* Document passage:
+===+

The animal health industry keeps investing as if none of that existed.
For 40 years, our entire commercial model rested on a single premise: the veterinarian is the gateway to the recommendation. The rep details the professional, the professional prescribes, the owner obeys.
We built everything on that premise: field forces, congresses, samples, professional-channel discounts, technical materials. All of it aimed at one person: the prescriber.
I call this the myth of the sole prescriber.
And it is breaking right in front of us — on both sides of the industry.
Companion animals: the recommendation fragments outward
Today the pet owner walks into the clinic with the decision already made. Informed — or misinformed — by an influencer, by reviews, by a breed forum, by a chatbot. The vet no longer initiates the recommendation: they validate it, correct it… or compete against it.
Make no mistake: this does not mean the veterinarian stopped mattering. The vet is still the highest technical authority there is.
What changed is that the vet stopped being the first voice — and often is no longer even the only one.
“But surely large animals are different.” Yes — and that makes it worse
This is where most executives push back: “In livestock the vet still decides.”
Not really. In large animals the prescriber didn’t disappear — it moved. And it didn’t fragment outward toward the owner; it consolidated upward, toward institutions that the individual field vet doesn’t control.
In poultry, the “prescriber” was never really the field veterinarian.
It’s the integrator’s technical department. One protocol, decided centrally, cascades to thousands of contract producers. You don’t win that with a charismatic rep and an elegant detail — you win it with trials, cost per kilo, supply reliability and a seat at the integrator’s technical committee.
In dairy and beef, the consulting vet still carries real weight — but rarely decides alone. The nutritionist co-owns the protocol. The farm’s financial or procurement manager weighs cost per head and credit terms. In professionalized operations — mega-dairies, feedlots, planting pools — buying animal health inputs looks like buying any other industrial input: committees, tenders, KPIs.
And for the smaller producer, the rep at the local agropecuaria still shapes the choice as much as any veterinarian does.

+===+

* Records supplied:
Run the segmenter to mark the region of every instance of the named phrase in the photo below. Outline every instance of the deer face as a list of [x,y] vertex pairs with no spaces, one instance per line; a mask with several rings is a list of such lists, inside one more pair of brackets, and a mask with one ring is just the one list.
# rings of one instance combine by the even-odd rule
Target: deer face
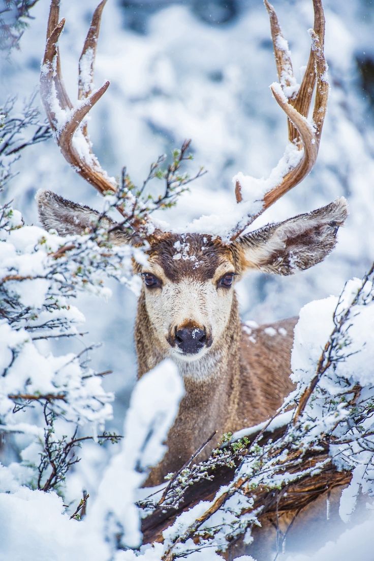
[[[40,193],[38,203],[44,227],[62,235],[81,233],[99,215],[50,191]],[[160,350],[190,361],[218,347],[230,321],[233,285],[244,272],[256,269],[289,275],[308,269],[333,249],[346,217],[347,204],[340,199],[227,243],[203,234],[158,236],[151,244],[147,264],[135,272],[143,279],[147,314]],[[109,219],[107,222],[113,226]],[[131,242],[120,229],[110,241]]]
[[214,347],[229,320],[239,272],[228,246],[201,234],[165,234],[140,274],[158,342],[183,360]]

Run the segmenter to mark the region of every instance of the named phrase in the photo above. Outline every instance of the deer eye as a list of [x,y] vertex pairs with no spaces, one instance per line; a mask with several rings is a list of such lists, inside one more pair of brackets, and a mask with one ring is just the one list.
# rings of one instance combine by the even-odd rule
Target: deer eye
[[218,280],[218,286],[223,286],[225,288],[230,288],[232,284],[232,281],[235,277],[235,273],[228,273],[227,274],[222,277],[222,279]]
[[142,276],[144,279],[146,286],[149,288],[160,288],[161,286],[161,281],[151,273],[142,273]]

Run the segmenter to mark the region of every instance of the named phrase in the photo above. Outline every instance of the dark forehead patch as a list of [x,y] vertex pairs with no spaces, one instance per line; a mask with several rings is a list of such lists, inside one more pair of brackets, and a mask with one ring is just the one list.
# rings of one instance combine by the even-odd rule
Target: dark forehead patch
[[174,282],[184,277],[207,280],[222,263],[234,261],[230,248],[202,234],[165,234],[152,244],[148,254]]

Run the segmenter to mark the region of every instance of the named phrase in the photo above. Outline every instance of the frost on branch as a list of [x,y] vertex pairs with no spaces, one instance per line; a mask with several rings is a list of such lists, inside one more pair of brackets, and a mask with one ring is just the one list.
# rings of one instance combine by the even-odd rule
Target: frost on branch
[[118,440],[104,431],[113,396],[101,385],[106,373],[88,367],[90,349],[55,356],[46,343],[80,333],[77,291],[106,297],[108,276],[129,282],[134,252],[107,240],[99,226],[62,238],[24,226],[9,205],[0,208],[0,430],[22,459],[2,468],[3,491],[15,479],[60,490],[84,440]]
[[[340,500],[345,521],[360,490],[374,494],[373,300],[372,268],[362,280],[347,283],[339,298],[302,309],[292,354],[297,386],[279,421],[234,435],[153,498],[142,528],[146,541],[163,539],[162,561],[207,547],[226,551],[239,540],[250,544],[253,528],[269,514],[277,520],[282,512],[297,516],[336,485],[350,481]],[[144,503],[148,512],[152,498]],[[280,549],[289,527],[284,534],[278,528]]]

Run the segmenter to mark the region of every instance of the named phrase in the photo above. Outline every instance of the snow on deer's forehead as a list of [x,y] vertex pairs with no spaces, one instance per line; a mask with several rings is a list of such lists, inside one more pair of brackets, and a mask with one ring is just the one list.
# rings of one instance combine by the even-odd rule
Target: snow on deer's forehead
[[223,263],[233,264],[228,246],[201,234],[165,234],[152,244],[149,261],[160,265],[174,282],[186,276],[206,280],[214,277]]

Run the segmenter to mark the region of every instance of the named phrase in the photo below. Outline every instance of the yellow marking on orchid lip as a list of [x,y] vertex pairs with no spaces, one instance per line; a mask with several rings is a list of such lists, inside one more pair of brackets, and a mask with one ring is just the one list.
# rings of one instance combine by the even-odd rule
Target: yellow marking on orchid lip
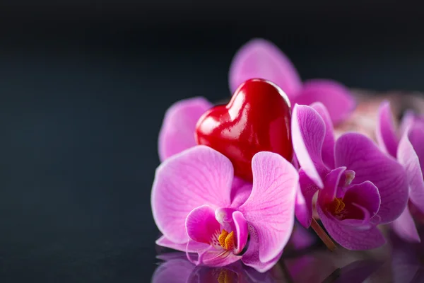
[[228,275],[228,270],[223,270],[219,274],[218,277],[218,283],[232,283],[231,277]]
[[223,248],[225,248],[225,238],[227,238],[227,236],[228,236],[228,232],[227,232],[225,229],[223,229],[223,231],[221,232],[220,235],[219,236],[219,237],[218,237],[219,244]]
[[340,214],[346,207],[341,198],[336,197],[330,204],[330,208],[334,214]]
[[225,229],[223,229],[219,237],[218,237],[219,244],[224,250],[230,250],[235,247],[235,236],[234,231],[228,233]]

+===+

* Work instructions:
#1 Return the text of the animal health industry passage between "It’s the integrator’s" and "committees, tenders, KPIs.", inclusive.
#2 In the animal health industry passage, what name is given to the belief that the veterinarian is the sole gateway to the recommendation?
#3 Continue the passage about the animal health industry's commercial model from the point where it stops.

* Answers to each task:
#1
It’s the integrator’s technical department. One protocol, decided centrally, cascades to thousands of contract producers. You don’t win that with a charismatic rep and an elegant detail — you win it with trials, cost per kilo, supply reliability and a seat at the integrator’s technical committee.
In dairy and beef, the consulting vet still carries real weight — but rarely decides alone. The nutritionist co-owns the protocol. The farm’s financial or procurement manager weighs cost per head and credit terms. In professionalized operations — mega-dairies, feedlots, planting pools — buying animal health inputs looks like buying any other industrial input: committees, tenders, KPIs.

#2 The myth of the sole prescriber.

#3
Layer on top antimicrobial-use regulation, residue limits and traceability. Protocols are being standardized, documented and audited — which by design strips discretion away from the individual prescriber and hands it to a system.
Two opposite mechanisms, one conclusion
So large animals don’t disprove the myth. They prove it from the other side.
In companion animals, the recommendation fragments outward — toward the owner, the influencer, the screen.
In livestock, it consolidates upward — toward integrators, corporate technical departments, nutritionists and professionalized buyers.
Either way, the lone veterinarian writing the script from the clinic is now the exception, not the rule.
The uncomfortable budget question
And yet, in both segments, we still pour the overwhelming majority of the commercial budget into one-to-one detailing of the individual professional — and treat everyone else who actually shapes the decision as someone else’s problem: the retailer’s, the e-commerce platform’s, the integrator’s procurement team’s, “marketing’s.”
Meanwhile, the brands gaining ground are the ones showing up where the decision is genuinely formed — in front of the pet owner, and inside the integrator’s and the nutritionist’s decision room — and turning the veterinarian into an ally, not a tollgate.
The shift in question
Stop asking “how do I get the vet to recommend me?”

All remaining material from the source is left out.